* **PROBLEM STATEMENT**
Would you restate, exactly as they appear, the lines from the one containing "of the metal" through the end of the data below?

* **GIVEN DATA**

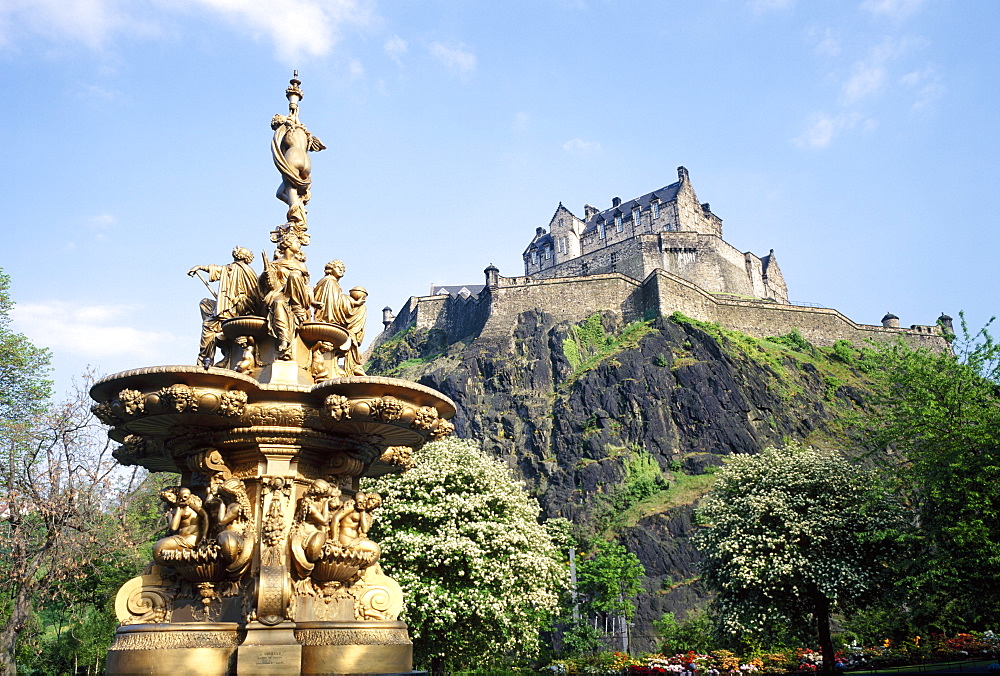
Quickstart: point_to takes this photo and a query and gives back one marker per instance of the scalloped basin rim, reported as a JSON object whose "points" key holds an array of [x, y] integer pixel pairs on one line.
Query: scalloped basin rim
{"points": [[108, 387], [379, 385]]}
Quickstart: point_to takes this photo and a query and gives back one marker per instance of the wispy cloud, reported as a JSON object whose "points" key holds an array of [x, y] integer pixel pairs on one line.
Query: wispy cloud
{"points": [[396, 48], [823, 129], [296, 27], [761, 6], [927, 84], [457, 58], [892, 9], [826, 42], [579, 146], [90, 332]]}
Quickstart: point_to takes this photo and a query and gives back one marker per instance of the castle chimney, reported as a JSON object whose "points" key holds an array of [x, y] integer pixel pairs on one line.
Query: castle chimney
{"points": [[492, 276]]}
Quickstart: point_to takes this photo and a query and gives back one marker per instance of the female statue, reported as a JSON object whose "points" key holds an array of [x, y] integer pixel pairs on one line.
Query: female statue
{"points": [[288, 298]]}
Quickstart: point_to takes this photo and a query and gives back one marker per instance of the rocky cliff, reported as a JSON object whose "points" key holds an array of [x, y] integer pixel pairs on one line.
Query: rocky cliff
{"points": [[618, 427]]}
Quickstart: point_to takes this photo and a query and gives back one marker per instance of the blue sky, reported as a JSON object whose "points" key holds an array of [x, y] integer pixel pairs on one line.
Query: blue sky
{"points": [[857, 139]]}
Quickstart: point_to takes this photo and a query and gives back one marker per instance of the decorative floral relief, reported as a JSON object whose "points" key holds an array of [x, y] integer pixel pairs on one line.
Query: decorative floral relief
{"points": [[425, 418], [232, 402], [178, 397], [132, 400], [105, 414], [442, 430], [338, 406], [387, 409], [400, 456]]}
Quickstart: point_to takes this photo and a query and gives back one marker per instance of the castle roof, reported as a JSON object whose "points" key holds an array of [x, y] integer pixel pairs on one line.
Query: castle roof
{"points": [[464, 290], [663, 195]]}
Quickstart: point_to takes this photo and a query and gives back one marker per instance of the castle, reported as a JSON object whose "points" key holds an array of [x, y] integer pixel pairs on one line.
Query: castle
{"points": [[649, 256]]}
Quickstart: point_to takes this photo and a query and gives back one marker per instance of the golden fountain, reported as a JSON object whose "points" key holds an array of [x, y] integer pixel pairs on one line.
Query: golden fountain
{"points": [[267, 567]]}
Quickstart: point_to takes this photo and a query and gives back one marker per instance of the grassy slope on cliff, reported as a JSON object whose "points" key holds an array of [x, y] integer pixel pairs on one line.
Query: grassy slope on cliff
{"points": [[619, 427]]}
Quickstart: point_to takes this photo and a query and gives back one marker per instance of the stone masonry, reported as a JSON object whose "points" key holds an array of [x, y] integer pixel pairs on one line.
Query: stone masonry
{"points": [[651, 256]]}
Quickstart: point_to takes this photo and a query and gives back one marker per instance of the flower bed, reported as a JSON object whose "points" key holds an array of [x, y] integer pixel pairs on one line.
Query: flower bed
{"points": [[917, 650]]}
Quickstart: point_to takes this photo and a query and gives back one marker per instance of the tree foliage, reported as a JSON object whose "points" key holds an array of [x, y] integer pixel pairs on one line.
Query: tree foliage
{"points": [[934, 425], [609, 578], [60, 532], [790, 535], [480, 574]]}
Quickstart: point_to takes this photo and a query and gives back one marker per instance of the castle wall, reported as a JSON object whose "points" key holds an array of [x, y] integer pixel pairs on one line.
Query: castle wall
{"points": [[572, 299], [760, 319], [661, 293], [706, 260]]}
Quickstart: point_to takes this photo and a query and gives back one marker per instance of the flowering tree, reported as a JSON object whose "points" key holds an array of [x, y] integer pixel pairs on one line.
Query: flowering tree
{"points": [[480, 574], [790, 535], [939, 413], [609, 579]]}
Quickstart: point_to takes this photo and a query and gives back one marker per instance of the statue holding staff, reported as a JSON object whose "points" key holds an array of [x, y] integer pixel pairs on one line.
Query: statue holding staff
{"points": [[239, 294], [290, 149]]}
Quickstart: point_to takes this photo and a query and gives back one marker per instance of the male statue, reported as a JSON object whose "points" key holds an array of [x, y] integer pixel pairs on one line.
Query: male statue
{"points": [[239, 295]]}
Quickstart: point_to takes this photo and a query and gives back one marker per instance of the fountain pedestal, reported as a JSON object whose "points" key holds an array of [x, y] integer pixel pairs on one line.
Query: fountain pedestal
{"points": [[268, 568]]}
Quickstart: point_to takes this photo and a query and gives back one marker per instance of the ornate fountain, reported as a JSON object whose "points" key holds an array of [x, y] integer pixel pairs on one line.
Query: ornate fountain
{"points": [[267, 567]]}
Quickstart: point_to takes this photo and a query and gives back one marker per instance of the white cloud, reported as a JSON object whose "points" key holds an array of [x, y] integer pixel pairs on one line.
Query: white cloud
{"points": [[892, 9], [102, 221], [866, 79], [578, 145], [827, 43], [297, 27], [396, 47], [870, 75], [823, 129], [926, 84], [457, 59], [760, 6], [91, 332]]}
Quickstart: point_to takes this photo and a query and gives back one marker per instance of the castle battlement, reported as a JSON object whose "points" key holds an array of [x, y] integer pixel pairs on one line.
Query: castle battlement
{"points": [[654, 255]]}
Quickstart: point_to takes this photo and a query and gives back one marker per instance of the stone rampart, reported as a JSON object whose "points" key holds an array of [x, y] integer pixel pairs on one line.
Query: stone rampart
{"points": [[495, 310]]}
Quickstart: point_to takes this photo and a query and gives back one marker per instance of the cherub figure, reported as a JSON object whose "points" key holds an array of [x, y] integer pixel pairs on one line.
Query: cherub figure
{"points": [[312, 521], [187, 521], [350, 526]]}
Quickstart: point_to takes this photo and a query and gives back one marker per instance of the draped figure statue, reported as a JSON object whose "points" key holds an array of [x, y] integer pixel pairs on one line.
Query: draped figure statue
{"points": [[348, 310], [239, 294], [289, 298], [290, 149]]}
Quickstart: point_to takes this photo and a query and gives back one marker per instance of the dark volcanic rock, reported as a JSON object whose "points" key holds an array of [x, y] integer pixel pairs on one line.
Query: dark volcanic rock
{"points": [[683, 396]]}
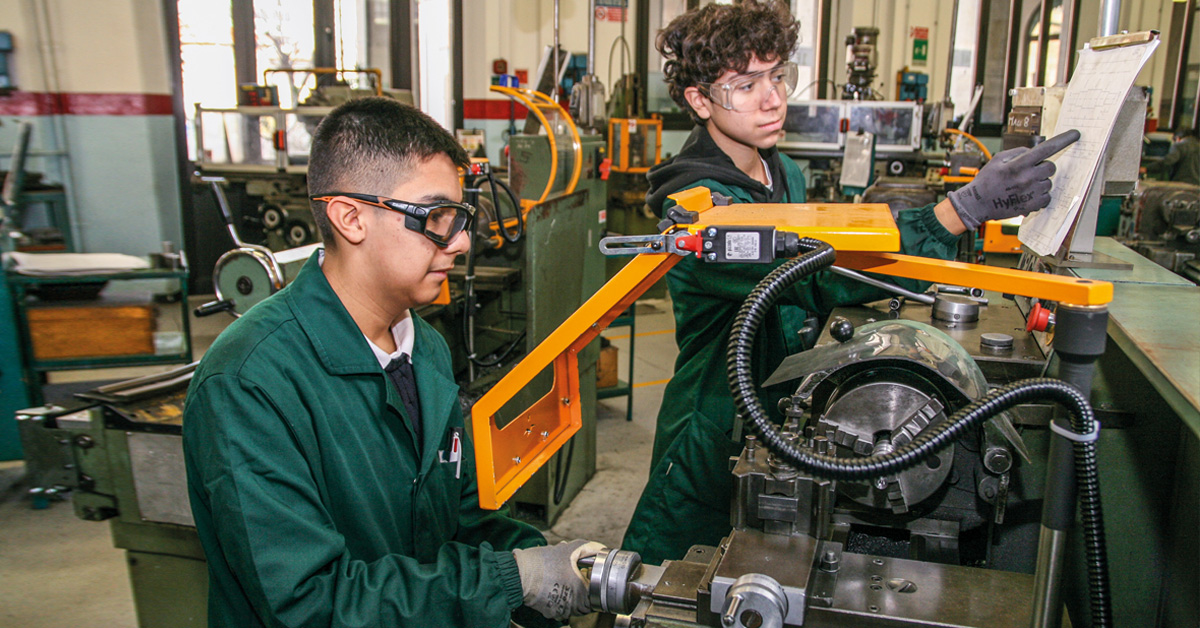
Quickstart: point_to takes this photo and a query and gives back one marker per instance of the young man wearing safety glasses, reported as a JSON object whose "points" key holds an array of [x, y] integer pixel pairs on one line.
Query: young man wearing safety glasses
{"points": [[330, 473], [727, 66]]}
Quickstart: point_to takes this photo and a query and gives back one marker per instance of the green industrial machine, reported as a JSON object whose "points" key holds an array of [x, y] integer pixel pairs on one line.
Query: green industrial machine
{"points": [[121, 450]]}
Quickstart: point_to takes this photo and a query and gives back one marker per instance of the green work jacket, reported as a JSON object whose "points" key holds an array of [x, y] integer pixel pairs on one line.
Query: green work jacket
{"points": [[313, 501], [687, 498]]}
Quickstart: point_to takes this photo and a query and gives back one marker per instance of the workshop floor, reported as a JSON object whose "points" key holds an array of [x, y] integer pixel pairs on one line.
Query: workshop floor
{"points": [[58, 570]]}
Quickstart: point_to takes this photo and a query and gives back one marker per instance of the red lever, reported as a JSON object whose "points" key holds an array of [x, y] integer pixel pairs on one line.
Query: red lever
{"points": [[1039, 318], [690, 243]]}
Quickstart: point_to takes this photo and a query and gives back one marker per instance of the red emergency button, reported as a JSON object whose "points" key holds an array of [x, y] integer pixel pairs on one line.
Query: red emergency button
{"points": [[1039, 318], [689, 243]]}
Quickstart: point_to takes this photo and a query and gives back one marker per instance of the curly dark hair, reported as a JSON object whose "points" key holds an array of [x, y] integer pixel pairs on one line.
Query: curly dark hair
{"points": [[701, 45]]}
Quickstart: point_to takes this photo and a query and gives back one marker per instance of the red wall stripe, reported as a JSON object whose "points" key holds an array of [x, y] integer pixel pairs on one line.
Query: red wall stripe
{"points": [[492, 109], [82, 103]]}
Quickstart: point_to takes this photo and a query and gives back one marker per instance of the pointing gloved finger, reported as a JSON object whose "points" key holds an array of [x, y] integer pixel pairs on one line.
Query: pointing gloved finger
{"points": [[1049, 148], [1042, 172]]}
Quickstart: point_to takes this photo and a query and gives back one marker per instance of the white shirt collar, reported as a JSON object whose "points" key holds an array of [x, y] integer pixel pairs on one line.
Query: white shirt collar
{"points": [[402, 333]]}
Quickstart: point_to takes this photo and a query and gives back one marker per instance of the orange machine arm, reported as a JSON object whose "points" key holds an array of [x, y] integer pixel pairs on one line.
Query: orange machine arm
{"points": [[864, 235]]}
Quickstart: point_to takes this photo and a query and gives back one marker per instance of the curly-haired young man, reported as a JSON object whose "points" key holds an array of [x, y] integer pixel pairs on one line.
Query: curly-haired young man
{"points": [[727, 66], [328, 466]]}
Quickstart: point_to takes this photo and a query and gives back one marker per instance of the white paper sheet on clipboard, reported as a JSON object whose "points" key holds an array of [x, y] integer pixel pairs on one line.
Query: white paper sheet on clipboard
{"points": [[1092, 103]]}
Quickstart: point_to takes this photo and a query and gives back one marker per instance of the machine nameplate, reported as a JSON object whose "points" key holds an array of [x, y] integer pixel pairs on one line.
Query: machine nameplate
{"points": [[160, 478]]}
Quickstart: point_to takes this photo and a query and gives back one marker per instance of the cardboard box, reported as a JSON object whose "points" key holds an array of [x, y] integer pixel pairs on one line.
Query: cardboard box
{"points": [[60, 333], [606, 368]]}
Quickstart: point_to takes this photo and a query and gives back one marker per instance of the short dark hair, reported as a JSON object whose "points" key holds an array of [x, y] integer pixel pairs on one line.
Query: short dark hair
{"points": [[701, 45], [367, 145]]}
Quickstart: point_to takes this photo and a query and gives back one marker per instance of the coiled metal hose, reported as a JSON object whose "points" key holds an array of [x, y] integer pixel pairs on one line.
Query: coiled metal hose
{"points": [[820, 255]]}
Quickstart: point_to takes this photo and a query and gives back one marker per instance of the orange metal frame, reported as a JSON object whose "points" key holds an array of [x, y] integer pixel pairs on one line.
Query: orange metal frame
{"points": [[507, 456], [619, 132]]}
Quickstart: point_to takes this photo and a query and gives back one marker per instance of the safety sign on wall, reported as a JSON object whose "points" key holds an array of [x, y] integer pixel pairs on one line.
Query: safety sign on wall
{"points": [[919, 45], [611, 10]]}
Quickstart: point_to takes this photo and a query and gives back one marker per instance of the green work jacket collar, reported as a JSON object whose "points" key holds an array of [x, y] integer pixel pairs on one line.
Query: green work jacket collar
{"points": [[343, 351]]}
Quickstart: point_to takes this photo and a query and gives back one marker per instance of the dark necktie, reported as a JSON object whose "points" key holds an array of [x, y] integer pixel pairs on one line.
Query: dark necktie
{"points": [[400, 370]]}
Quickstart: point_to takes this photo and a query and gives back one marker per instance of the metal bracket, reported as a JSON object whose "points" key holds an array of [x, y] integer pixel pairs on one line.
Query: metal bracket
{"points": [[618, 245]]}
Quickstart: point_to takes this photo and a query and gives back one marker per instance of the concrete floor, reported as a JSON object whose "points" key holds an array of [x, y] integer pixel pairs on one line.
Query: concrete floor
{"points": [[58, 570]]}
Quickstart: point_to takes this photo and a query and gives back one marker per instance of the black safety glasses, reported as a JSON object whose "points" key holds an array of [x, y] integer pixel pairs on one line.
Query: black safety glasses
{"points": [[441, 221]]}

* **SOLUTION BELOW**
Quickstart: point_to takes this photo and a query and gives back one marker per instance of the metal bracket, reported as a JSON object whose "points" key holds an array of [x, y] integer pixel pairs on one line.
Query: metal bracket
{"points": [[618, 245]]}
Quickstart: point_to takes this photo and a query and gives back one marker per instance of the concrete floor, reported as a JSON object whose "points" key holds an array of [x, y] integer pixel pairs on one line.
Query: concrete floor
{"points": [[58, 570]]}
Quickstart: point_to takes this photo and a query and gives back one marker per instance of the black safety glasses, reported as a JSON object whose "points" key holds an array of [x, y] integer pixel pairs on one line.
Query: black safety glasses
{"points": [[441, 221]]}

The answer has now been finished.